» What is needed
Every entry that follows must be written out exactly, apart from its pictures.

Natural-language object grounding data
# # #
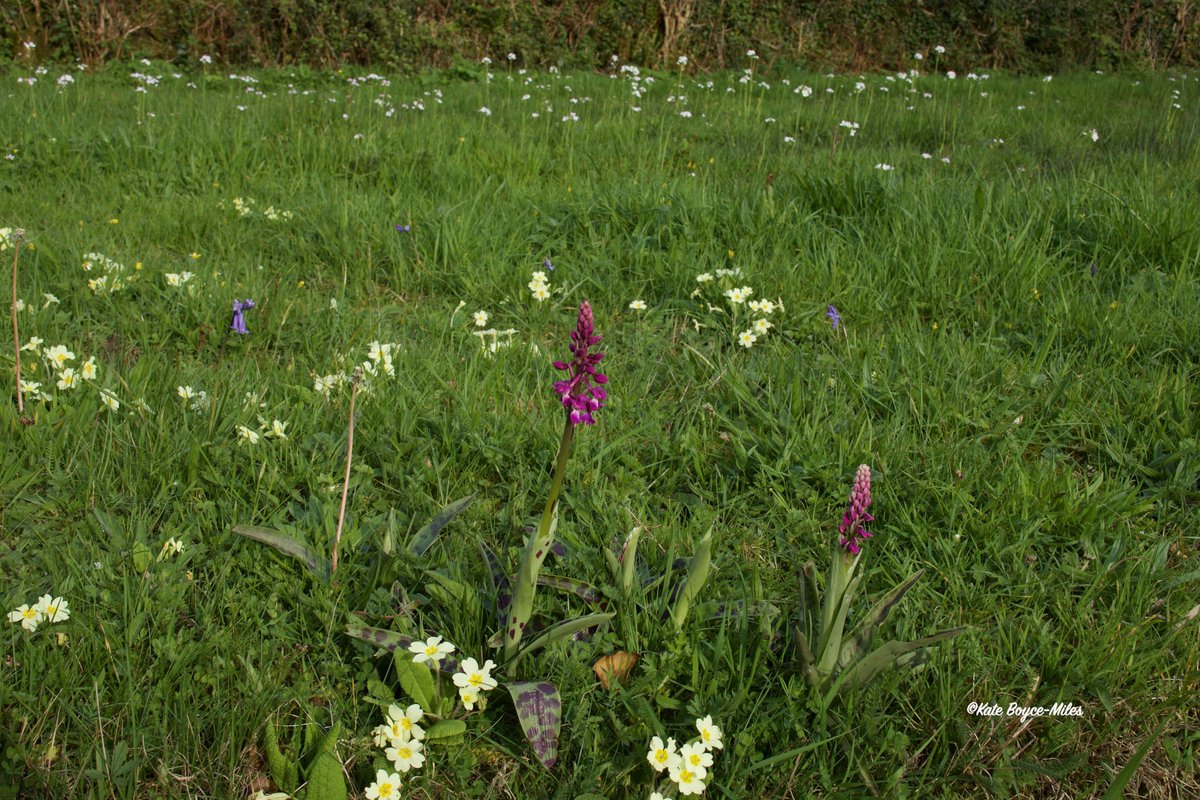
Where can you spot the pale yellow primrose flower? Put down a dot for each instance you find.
(53, 609)
(406, 755)
(475, 677)
(385, 787)
(402, 725)
(663, 757)
(688, 781)
(67, 378)
(59, 355)
(709, 734)
(696, 758)
(432, 649)
(28, 617)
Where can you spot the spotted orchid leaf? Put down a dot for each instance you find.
(394, 642)
(539, 709)
(697, 573)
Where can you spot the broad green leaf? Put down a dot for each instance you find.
(379, 637)
(562, 630)
(141, 557)
(288, 546)
(285, 771)
(582, 589)
(629, 563)
(539, 709)
(425, 537)
(717, 609)
(810, 600)
(859, 639)
(415, 679)
(1116, 789)
(325, 779)
(887, 655)
(697, 573)
(526, 585)
(395, 643)
(501, 584)
(445, 729)
(831, 647)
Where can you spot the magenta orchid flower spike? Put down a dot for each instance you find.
(851, 525)
(582, 391)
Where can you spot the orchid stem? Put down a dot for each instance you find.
(16, 335)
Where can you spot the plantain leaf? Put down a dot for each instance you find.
(395, 642)
(562, 630)
(539, 709)
(425, 537)
(859, 639)
(325, 779)
(583, 590)
(288, 546)
(887, 655)
(415, 679)
(697, 573)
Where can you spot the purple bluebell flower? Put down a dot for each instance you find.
(851, 525)
(580, 397)
(239, 320)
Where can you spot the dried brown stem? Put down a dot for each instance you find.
(349, 458)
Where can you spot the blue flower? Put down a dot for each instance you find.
(238, 325)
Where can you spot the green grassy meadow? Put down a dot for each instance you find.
(1017, 360)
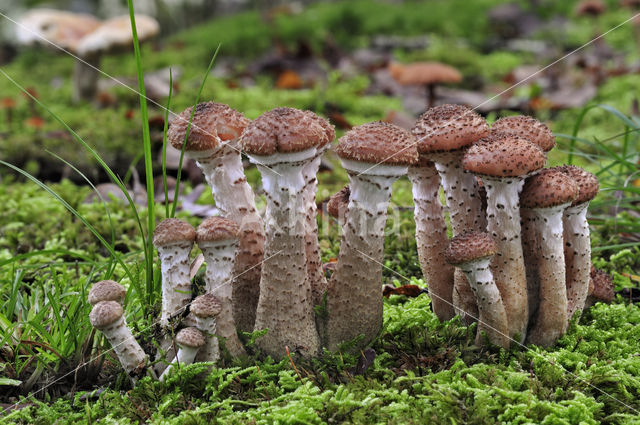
# # #
» Problem solution
Where can you spot the pale yellow primrose flower? Put down a dot for each instance you find.
(53, 609)
(406, 755)
(475, 677)
(385, 787)
(402, 725)
(663, 757)
(688, 781)
(67, 378)
(59, 355)
(709, 734)
(696, 758)
(432, 649)
(28, 617)
Where can you spot the spotted orchid leaf? Put down a dot for each instance you find.
(394, 642)
(539, 709)
(697, 573)
Where can you spot the broad green leaf? Put down a dot for each instance you find.
(379, 637)
(562, 630)
(141, 557)
(288, 546)
(285, 771)
(582, 589)
(629, 563)
(539, 709)
(425, 537)
(717, 609)
(810, 600)
(859, 639)
(415, 679)
(1116, 789)
(325, 779)
(887, 655)
(697, 573)
(526, 585)
(395, 643)
(501, 584)
(445, 729)
(831, 647)
Where can you spot the magenta orchid flower spike? Put down a dot for each instance you find.
(851, 525)
(582, 391)
Where can you spot the orchid stem? Put down a dot for each instance you find.
(16, 335)
Where can you spot the plantain leaf? Put down a dot for each instance you find.
(395, 642)
(562, 630)
(539, 709)
(425, 537)
(859, 639)
(325, 779)
(583, 590)
(288, 546)
(887, 655)
(415, 679)
(697, 573)
Where can you spot the purple bluebell flower? Put down a dot for each instance you find.
(851, 525)
(580, 397)
(239, 320)
Where can you spot the dried brown stem? Put down a dot for each instance you find.
(349, 458)
Where can you spot the blue flower? Put down a dot for each instance you find.
(238, 325)
Where can you spot the green grassy meadow? Put down a dot for each instance you find.
(1017, 360)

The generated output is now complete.